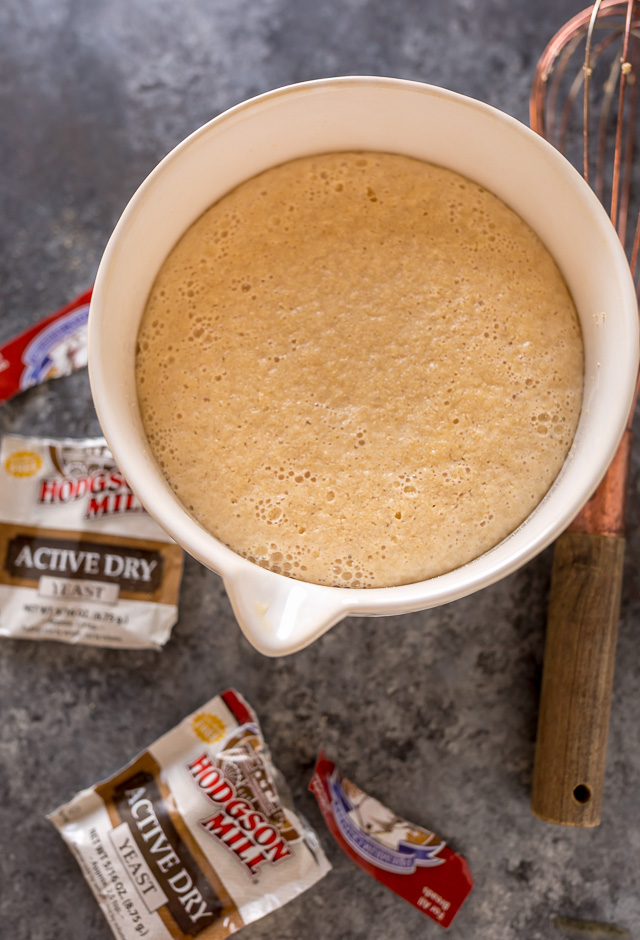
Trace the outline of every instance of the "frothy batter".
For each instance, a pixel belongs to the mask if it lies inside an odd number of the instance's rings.
[[[150,446],[246,558],[342,587],[421,581],[549,489],[582,400],[553,259],[493,194],[390,154],[284,164],[165,261],[139,334]]]

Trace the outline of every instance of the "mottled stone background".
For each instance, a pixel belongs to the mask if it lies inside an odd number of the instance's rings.
[[[527,121],[535,63],[580,0],[5,0],[0,7],[0,342],[92,283],[126,202],[185,135],[242,99],[338,74],[420,79]],[[85,372],[0,408],[0,431],[99,433]],[[306,791],[324,745],[399,814],[466,855],[456,940],[542,940],[554,915],[640,930],[640,459],[602,825],[529,810],[551,553],[479,595],[350,619],[267,660],[219,578],[188,560],[161,653],[0,646],[0,935],[111,936],[45,813],[227,685],[261,716],[334,871],[250,940],[405,940],[440,928],[356,868]]]

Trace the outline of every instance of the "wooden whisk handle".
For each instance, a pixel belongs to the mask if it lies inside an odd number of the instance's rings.
[[[546,822],[600,823],[624,548],[591,532],[556,541],[531,801]]]

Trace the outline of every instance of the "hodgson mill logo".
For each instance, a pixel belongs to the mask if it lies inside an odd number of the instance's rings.
[[[86,497],[85,519],[144,511],[106,445],[52,446],[49,453],[58,475],[40,481],[38,502],[42,505],[62,505]]]

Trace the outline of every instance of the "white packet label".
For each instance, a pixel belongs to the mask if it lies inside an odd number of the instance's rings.
[[[120,940],[221,940],[329,870],[233,689],[48,818]]]
[[[0,636],[159,648],[182,549],[144,511],[104,438],[0,448]]]

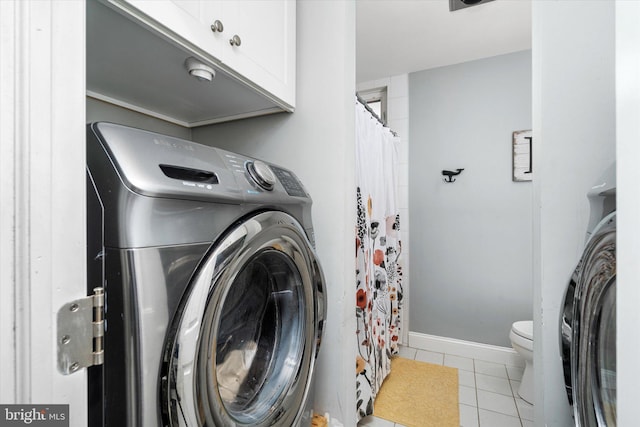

· · · · ·

▶ **TASK GOAL**: Everything in the entries except the images must be copied exactly.

▶ **EXERCISE SOLUTION**:
Trace the outline of every instance of the "frothy batter".
For each instance, a pixel belongs to the mask if it lies inside an odd number of the instance's rings.
[[[150,446],[246,558],[342,587],[421,581],[549,489],[582,400],[553,259],[493,194],[390,154],[284,164],[165,261],[139,334]]]

Trace the outline of every instance of the "mottled stone background".
For each instance, a pixel belongs to the mask if it lies inside an odd number of the instance's rings.
[[[527,121],[535,63],[580,0],[5,0],[0,7],[0,342],[92,283],[126,202],[185,135],[242,99],[338,74],[420,79]],[[85,372],[0,408],[0,431],[99,433]],[[306,791],[324,745],[399,814],[466,855],[456,940],[542,940],[554,915],[640,930],[640,459],[602,825],[529,810],[551,553],[479,595],[350,619],[267,660],[219,578],[188,560],[161,653],[0,646],[0,935],[111,936],[45,813],[227,685],[261,716],[334,871],[250,940],[405,940],[440,928],[356,868]]]

Trace the outline of every instance of the "wooden whisk handle".
For each instance, a pixel belongs to the mask if it lies inside an odd number of the instance's rings.
[[[546,822],[600,823],[624,548],[591,532],[556,541],[531,801]]]

Trace the outline of every instance of the "hodgson mill logo".
For each instance, a pixel belongs to the mask if it lies inside an odd number of the instance's rings.
[[[86,497],[85,519],[144,511],[106,445],[52,446],[49,453],[58,475],[40,481],[38,502],[42,505],[62,505]]]

Trace the outline of every instance of the "white packet label".
For each instance, a pixel belongs to the mask if it lies inside an odd number of the instance's rings.
[[[120,940],[221,940],[329,870],[233,689],[48,818]]]
[[[0,636],[159,648],[182,549],[144,511],[104,438],[0,448]]]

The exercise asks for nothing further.